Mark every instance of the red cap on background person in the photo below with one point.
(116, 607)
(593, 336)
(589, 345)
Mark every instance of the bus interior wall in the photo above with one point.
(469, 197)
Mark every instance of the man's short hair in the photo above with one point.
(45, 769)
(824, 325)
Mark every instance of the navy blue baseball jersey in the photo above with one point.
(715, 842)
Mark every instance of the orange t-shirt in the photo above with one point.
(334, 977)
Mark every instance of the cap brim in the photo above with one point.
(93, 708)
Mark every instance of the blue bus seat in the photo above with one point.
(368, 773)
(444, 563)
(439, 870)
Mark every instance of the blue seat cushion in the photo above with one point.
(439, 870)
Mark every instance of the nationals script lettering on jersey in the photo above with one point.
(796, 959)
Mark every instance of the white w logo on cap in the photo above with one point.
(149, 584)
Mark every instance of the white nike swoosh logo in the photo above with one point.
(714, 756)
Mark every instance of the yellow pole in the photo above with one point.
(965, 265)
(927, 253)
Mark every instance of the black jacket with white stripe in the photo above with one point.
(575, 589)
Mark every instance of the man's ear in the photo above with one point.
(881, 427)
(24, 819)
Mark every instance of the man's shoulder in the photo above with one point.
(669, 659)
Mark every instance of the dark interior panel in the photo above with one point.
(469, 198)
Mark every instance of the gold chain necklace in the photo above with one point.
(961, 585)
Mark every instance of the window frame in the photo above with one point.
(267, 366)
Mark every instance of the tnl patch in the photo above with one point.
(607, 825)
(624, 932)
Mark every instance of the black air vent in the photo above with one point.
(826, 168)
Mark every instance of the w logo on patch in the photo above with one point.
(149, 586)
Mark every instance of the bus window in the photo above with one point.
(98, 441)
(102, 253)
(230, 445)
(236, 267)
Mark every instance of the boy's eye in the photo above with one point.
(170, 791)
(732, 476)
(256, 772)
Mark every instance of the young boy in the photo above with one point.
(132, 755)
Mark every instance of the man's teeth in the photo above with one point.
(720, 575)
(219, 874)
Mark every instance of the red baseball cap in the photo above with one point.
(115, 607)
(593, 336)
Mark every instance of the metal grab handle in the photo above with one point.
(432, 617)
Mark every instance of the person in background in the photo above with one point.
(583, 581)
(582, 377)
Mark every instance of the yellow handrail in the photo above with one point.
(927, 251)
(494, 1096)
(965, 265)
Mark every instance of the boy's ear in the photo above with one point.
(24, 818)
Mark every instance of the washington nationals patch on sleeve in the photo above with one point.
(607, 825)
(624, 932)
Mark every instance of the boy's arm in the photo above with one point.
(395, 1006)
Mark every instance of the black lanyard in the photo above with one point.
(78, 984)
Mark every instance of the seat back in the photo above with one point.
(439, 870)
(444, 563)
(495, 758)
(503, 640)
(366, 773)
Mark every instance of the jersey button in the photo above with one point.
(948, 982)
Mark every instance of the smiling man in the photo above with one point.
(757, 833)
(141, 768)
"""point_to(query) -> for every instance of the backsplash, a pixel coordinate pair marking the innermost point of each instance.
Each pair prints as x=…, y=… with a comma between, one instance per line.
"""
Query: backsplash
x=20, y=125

* [TASK INSTRUCTIONS]:
Set down every item above again, word for word and with nothing changed.

* [SOLUTION TO THIS PROBLEM]:
Mark every instance of the red cap on background person in the photo below with one point.
(116, 607)
(593, 336)
(589, 345)
Mark every instance of the bus interior wall in the photo above with one point.
(469, 197)
Mark every instance of the man's short hair in the photo above with one point.
(45, 769)
(824, 325)
Mark every instance of the navy blue baseball jersey in the photo above with one point.
(715, 842)
Mark every instance of the orange t-shirt in the photo above with one point.
(334, 977)
Mark every instance of the cap brim in the photo above with one point.
(93, 708)
Mark every instance of the blue bus seat in the photo above with one point.
(368, 773)
(444, 563)
(439, 870)
Mark every instance of the blue seat cushion in the photo above with one point.
(439, 870)
Mark every instance of the nationals script lettering on jersey in the photo above with one point.
(796, 959)
Mark every instance of the white w logo on cap in the photo above with one point.
(149, 584)
Mark every instance of the white nike swoosh logo in the photo above with one point.
(714, 756)
Mark every instance of the yellow pole in the photo above with one point.
(965, 265)
(927, 253)
Mark every instance of the black jacket with white stripe in the photo above with one point.
(575, 589)
Mark every instance of the man's ear in the photo above with one point.
(881, 427)
(24, 819)
Mark every instance of the man's shoulder in the photo above with one point.
(669, 659)
Mark every instance of the dark interior panel in the photo above with one point.
(469, 198)
Mark every instance of the gold chain necklace in the photo above with one point.
(961, 585)
Mark every instance of the window frame in the photo above with one point.
(267, 366)
Mark every instance of the tnl patch in the photo above with one point.
(607, 825)
(624, 932)
Mark every instance of the black air vent in the photo above with one point.
(826, 168)
Mark every instance of the w logo on patch in the photo above with one point.
(149, 586)
Mark every instance of the bus window in the photo above with one point.
(98, 441)
(102, 253)
(230, 445)
(236, 267)
Mark every instance of the boy's eye in the photo above with one point.
(170, 791)
(732, 476)
(256, 772)
Mark every instance of the young boy in the photo above with one point.
(132, 755)
Mark every instance of the man's teeth in the photo above with one point.
(720, 575)
(219, 874)
Mark every instance of the red baseball cap in the photo above with one point.
(115, 607)
(593, 336)
Mark every instance of the metal grab handle in the photo above with one point.
(432, 617)
Mark every instance of the person in background in the photo above with one point.
(583, 581)
(582, 377)
Mark every instance of the yellow handrail in the photo above with one point.
(927, 251)
(494, 1096)
(965, 265)
Mark every instance of the boy's ear in the photo above with one point.
(24, 818)
Mark every instance of the washington nationals patch on sleeve in the photo above with one point.
(607, 825)
(624, 932)
Mark every instance of the boy's arm in the photo above with one point.
(395, 1006)
Mark every instance of the black lanyard in the photo above with one point.
(78, 984)
Mark every instance of the seat back in the photo above with one point.
(439, 870)
(444, 563)
(495, 758)
(503, 640)
(366, 773)
Mark every instance of the jersey button in the photo above with one point.
(948, 982)
Mark every instance of the smiling man in the photo above with one point.
(757, 833)
(141, 768)
"""point_to(query) -> for every instance of the backsplash, a pixel coordinate pair marking the innermost point of each instance.
Each pair prints as x=…, y=… with a comma between, one instance per line.
"""
Query: backsplash
x=20, y=125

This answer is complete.